▶ _What you need to do_:
1: Rewrite the paragraph beginning "As with software, your DTD" in the DTD design tips as a short list that keeps its main facts.
2: Write the next part of the DTD design tips, starting after their final sentence.

--- START OF Document passage ---

Tips for Designing and Customizing DTDs
DTD design and construction is part science and part art form. The basic concepts are easy enough, but managing a large DTD—maintaining hundreds of element and attribute declarations while keeping them readable and bug-free—can be a challenge. This section offers a collection of hints and best practices that you may find useful. The next section shows a concrete example that uses these practices.
Keeping it organized
DTDs are notoriously hard to read, but good organization always helps. A few extra minutes spent tidying up and writing comments can save you hours of scrutinizing later. Often a DTD is its own documentation, so if you expect others to use it, clean code is doubly important.
- Organizing declarations by function
Keep declarations separated into sections by their purpose. In small DTDs, this helps you navigate the file. In larger DTDs, you might even want to break the declarations into separate modules. Some categories to group by are blocks, inlines, hierarchical elements, parts of tables, lists, etc. In Example 4-4, the declarations are divided by function (block, inline, and hierarchical).
- Whitespace
Pad your declarations with lots of whitespace. Content models and attribute lists suffer from dense syntax, so spacing out the parts, even placing them on separate lines, helps make them more understandable. Indent lines inside declarations to make the delimiters more clear. Between logical divisions, use extra space and perhaps a comment with a row of dark characters to add separation. When you quickly scroll through the file, you will find it is much easier to navigate.
- Comments
Use comments liberally—they are signposts in a wilderness of declarations. First, place a comment at the top of each file that explains the purpose of the DTD or module, gives the version number, and provides contact information. If it is a customized frontend to a public DTD, be sure to mention the original that it is based on, give credit to the authors, and explain the changes that you made. Next, label each section and subsection of the DTD.
Anywhere a comment might help to clarify the use of the DTD or explain your decisions, add one. As you modify the DTD, add new comments describing your changes. Comments are part of documentation, and unclear or outdated documentation can be worse than useless.
- Version tracking
As with software, your DTD is likely to be updated as your requirements change. You should keep track of versions by numbering them; to avoid confusion, it’s important to change the version number when you make a change to the document. By convention, the first complete public release is 1.0. After that, small changes earn decimal increments: 1.1, 1.2, etc. Major changes increment by whole numbers: 2.0, 3.0, etc. Document the changes from version to version. Revision control systems are available to automate this process. On Unix-based systems, the RCS and CVS packages have both been the trusted friends of developers for years.

--- END OF Document passage ---
--- START OF Dataset content ---

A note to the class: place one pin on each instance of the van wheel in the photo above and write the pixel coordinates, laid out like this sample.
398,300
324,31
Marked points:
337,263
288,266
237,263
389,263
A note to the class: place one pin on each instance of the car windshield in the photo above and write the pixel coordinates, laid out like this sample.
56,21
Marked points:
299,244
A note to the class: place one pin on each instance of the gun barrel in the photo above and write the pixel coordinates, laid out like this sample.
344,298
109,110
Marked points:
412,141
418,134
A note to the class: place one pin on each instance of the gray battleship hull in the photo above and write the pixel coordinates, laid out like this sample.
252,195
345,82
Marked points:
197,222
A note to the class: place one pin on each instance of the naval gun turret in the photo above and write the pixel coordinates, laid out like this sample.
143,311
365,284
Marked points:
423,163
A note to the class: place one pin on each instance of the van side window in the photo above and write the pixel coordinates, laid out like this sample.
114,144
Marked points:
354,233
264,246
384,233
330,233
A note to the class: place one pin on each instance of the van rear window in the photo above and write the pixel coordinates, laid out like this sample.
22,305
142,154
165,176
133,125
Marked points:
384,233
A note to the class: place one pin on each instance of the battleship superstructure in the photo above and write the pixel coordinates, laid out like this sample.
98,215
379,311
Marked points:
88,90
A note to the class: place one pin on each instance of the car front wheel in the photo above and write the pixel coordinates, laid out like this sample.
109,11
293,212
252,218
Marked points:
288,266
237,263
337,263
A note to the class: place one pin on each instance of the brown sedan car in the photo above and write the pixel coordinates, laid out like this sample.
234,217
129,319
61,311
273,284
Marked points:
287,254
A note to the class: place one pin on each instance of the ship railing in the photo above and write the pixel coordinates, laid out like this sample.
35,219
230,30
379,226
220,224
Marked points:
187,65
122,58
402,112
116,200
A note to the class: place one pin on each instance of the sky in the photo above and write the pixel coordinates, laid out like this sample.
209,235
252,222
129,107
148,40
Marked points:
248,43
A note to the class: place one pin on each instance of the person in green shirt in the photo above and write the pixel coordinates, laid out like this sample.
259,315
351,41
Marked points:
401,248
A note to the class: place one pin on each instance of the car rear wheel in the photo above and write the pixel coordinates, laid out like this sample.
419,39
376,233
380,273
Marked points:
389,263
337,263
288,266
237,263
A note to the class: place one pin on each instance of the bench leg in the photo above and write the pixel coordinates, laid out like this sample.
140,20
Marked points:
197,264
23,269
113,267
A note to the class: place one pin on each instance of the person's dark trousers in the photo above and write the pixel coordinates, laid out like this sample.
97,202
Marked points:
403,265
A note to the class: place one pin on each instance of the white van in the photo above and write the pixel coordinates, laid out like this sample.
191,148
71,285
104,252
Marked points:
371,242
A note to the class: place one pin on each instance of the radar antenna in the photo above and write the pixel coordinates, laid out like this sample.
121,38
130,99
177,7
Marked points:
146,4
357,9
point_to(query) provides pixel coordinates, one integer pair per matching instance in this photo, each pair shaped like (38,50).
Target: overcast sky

--- END OF Dataset content ---

▶ _Outputs in order_:
1:
- A DTD will likely change as requirements change, so number its versions.
- Change the version number whenever you change the document, to avoid confusion.
- The first complete public release is conventionally 1.0.
- Small changes get decimal increments (1.1, 1.2); major changes get whole numbers (2.0, 3.0).
- Document the changes between versions.
- Revision control systems can automate this. On Unix-based systems, RCS and CVS have long served developers.

2:
- Parameter entities
Parameter entities can hold recurring parts of declarations and allow you to edit them in one place. In the external subset, they can be used in element-type declarations to hold element groups and content models, or in attribute list declarations to hold attribute definitions. The internal subset is a little stricter; parameter entities can hold only complete declarations, not fragments.
For example, assume you want every element to have an optional
ID
attribute for linking and an optionalclass
attribute to assign specific role information. Parameter entities, which apply only in DTDs, look much like ordinary general entities, but have an extra % in the declaration. You can declare a parameter entity to hold common attributes like this:<!ENTITY % common.atts " id ID #IMPLIED class CDATA #IMPLIED" >
That entity can then be used in attribute list declarations:
<!ATTLIST foo %common.atts;> <!ATTLIST bar %common.atts; extra CDATA #FIXED "blah" >
Note that parameter entity references start with % rather than &.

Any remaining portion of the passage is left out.